● **JOB 1**: Locate every line in the rows that contains the string "manhole" and copy each of those lines. Case counts.

** Begin DOCUMENT SECTION **

June is National Fruit and Vegetable Month, which fits nicely with our discussions about bariatric health. What better way to celebrate than to shop at your local farmer’s markets for fresh produce? Other than the benefit to your bariatric health, there are many benefits to buying fresh produce from our local farmers. Here are our top reasons for shopping local:
- Buying local produce contributes to your community and its economy. Every dollar spent on local foods generates twice as much income to provide for the local economy.
- When you’re buying local produce, you’re getting in touch with the current season. Seasonal fruits and vegetables are most abundant, and are typically the least expensive.
- Local produce is guaranteed to be fresh and ripe. Produce is allowed a longer time to ripen on their vines because they don’t have to travel long distances, and they are typically sold within 24 hours of harvesting. You get a tastier, vine-ripened product.
- Because the produce isn’t traveling far, your carbon footprint is reduced, which is promoting better air quality and reducing pollution. The foods are also less likely to be contaminated and tampered with.

** End DOCUMENT SECTION **
** Begin STORED DATA **

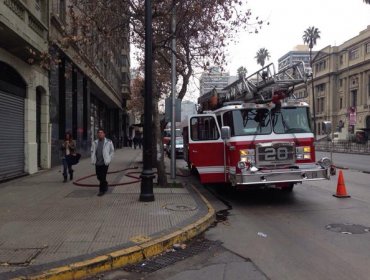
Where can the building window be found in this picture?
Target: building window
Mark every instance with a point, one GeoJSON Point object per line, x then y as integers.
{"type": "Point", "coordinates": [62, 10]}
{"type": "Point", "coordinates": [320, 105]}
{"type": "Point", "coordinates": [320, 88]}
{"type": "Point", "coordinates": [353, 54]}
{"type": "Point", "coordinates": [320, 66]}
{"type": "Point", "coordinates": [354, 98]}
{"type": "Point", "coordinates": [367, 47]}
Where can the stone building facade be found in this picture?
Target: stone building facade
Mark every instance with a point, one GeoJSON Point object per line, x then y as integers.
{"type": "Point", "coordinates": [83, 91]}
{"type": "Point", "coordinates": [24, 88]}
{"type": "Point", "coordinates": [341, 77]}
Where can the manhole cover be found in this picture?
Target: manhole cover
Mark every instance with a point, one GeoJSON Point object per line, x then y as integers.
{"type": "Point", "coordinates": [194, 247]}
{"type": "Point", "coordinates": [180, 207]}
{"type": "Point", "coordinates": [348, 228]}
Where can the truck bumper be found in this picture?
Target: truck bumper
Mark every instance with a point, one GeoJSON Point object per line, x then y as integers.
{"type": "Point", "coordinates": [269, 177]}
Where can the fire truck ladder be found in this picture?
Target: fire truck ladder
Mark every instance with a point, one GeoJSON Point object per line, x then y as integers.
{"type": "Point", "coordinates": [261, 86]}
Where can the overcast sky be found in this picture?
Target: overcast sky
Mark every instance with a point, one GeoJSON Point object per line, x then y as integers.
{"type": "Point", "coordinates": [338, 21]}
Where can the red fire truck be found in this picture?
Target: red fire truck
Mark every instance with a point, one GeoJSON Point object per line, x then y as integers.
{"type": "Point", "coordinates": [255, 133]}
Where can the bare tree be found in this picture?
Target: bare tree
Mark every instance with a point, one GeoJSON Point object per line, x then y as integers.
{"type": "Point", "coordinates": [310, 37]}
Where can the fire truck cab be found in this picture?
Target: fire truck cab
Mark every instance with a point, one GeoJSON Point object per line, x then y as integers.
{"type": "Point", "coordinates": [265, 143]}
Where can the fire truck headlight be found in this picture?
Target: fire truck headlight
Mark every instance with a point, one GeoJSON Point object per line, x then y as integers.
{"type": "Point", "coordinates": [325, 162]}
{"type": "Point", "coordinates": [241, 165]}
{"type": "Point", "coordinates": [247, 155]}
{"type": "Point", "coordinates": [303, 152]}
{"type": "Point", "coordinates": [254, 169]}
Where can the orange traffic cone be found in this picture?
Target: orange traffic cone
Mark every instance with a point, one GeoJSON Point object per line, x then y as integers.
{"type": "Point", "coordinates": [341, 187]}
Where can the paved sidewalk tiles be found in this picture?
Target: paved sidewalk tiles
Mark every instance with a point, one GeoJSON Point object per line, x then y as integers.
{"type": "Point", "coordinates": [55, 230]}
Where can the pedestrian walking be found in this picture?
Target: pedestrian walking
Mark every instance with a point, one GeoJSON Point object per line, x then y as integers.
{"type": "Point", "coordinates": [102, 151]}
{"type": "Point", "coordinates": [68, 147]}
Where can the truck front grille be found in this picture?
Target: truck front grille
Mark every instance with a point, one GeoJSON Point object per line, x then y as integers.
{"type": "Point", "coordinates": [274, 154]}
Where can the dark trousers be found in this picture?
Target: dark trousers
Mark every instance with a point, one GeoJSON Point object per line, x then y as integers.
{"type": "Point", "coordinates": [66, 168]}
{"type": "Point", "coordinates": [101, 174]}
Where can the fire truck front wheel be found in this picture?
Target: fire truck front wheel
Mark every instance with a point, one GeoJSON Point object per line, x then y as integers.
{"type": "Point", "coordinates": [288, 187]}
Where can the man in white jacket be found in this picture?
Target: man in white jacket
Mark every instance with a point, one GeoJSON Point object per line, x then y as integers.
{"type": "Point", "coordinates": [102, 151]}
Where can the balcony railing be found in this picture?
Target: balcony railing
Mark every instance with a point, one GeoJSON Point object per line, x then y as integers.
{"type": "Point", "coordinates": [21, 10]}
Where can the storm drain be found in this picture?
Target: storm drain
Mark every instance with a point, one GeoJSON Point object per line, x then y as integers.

** End STORED DATA **

● **JOB 2**: In the article on local produce, list the opening sentence of each reason it gives for shopping local.

● **OUTPUT 1**:
Where can the manhole cover be found in this picture?
Target: manhole cover

● **OUTPUT 2**:
- Buying local produce contributes to your community and its economy.
- When you’re buying local produce, you’re getting in touch with the current season.
- Local produce is guaranteed to be fresh and ripe.
- Because the produce isn’t traveling far, your carbon footprint is reduced, which is promoting better air quality and reducing pollution.